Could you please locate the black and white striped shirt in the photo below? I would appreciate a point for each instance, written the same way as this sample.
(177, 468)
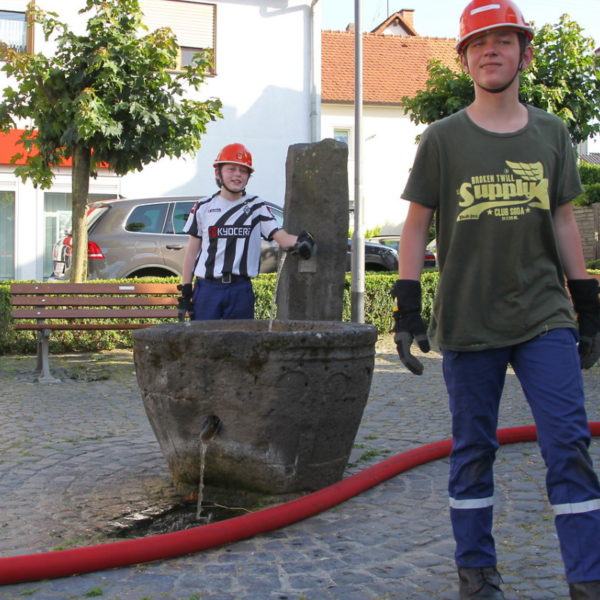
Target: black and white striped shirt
(231, 232)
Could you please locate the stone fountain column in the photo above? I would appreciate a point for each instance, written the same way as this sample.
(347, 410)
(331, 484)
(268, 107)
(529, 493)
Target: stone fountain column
(289, 395)
(316, 199)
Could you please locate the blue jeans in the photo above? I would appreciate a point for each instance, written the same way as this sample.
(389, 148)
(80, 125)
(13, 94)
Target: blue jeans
(214, 300)
(549, 373)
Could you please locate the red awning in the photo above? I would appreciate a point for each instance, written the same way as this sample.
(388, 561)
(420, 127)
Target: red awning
(10, 144)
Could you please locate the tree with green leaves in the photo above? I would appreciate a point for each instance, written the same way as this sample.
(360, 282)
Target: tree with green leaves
(110, 96)
(563, 79)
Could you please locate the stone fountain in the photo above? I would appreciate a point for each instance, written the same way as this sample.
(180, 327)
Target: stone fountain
(289, 394)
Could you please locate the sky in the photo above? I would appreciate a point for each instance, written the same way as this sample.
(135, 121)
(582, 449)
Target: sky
(439, 18)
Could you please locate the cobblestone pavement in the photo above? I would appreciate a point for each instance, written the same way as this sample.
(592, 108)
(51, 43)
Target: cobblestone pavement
(78, 454)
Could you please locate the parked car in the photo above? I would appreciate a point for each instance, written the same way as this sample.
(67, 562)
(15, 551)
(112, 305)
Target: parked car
(393, 241)
(144, 237)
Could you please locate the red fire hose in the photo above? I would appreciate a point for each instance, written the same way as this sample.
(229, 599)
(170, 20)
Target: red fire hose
(48, 565)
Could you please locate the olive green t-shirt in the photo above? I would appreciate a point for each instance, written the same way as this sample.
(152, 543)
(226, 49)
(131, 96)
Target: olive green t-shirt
(495, 194)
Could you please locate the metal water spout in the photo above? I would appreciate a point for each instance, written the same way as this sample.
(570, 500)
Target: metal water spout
(210, 428)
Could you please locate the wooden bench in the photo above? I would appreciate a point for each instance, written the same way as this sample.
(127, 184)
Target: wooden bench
(44, 307)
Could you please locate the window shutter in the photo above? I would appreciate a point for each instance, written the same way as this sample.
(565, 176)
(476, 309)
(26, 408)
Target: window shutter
(192, 23)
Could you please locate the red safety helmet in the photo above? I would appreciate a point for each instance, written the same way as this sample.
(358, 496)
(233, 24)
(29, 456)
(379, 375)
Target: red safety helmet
(236, 154)
(484, 15)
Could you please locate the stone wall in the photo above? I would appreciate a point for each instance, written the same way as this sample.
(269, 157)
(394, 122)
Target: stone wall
(588, 219)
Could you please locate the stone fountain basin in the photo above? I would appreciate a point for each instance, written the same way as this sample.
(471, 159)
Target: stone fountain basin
(290, 399)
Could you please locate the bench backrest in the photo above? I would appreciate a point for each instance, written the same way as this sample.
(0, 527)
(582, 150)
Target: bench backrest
(71, 301)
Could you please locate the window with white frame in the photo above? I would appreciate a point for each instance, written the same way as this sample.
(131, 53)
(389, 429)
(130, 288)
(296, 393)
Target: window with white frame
(193, 23)
(7, 235)
(57, 221)
(342, 134)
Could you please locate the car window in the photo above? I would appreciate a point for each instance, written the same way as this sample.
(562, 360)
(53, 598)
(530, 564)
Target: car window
(180, 215)
(148, 218)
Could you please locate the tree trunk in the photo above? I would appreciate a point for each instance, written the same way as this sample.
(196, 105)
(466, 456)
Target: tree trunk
(80, 184)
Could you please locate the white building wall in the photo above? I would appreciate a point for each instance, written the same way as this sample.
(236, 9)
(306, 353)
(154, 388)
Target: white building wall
(265, 80)
(389, 148)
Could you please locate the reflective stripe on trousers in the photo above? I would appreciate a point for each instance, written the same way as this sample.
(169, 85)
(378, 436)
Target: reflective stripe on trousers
(548, 370)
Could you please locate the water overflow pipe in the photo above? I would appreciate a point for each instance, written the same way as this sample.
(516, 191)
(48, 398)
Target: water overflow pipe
(49, 565)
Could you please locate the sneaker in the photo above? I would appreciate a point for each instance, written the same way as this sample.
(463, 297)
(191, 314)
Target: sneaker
(480, 583)
(586, 590)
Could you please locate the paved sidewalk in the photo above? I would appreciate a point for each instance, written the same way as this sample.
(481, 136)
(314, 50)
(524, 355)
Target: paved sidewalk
(78, 454)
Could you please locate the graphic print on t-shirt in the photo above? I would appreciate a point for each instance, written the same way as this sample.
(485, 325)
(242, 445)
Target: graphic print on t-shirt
(507, 196)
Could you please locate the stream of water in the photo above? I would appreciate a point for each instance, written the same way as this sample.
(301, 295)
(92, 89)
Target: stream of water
(273, 311)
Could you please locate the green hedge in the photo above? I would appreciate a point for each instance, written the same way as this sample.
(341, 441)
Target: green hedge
(590, 178)
(378, 311)
(591, 195)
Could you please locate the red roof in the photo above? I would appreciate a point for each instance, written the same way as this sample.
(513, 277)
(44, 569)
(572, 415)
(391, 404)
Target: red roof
(10, 144)
(393, 66)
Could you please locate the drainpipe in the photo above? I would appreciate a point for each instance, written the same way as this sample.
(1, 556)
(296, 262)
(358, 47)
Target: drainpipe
(358, 236)
(315, 74)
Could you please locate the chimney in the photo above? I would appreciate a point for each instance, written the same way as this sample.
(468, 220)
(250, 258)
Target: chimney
(408, 15)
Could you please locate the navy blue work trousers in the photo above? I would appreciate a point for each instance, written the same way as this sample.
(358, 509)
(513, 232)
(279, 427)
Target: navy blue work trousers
(549, 373)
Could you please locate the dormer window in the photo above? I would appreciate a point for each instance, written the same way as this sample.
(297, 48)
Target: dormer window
(13, 30)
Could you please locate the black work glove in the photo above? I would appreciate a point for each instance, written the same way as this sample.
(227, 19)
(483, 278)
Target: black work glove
(408, 324)
(584, 293)
(304, 245)
(184, 302)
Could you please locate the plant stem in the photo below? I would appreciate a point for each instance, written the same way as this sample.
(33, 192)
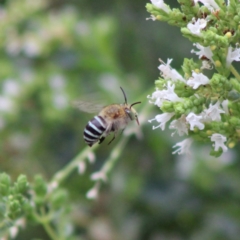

> [Exercise]
Determine how many lines of the listing contain the string "below", and give only the number.

> [Task output]
2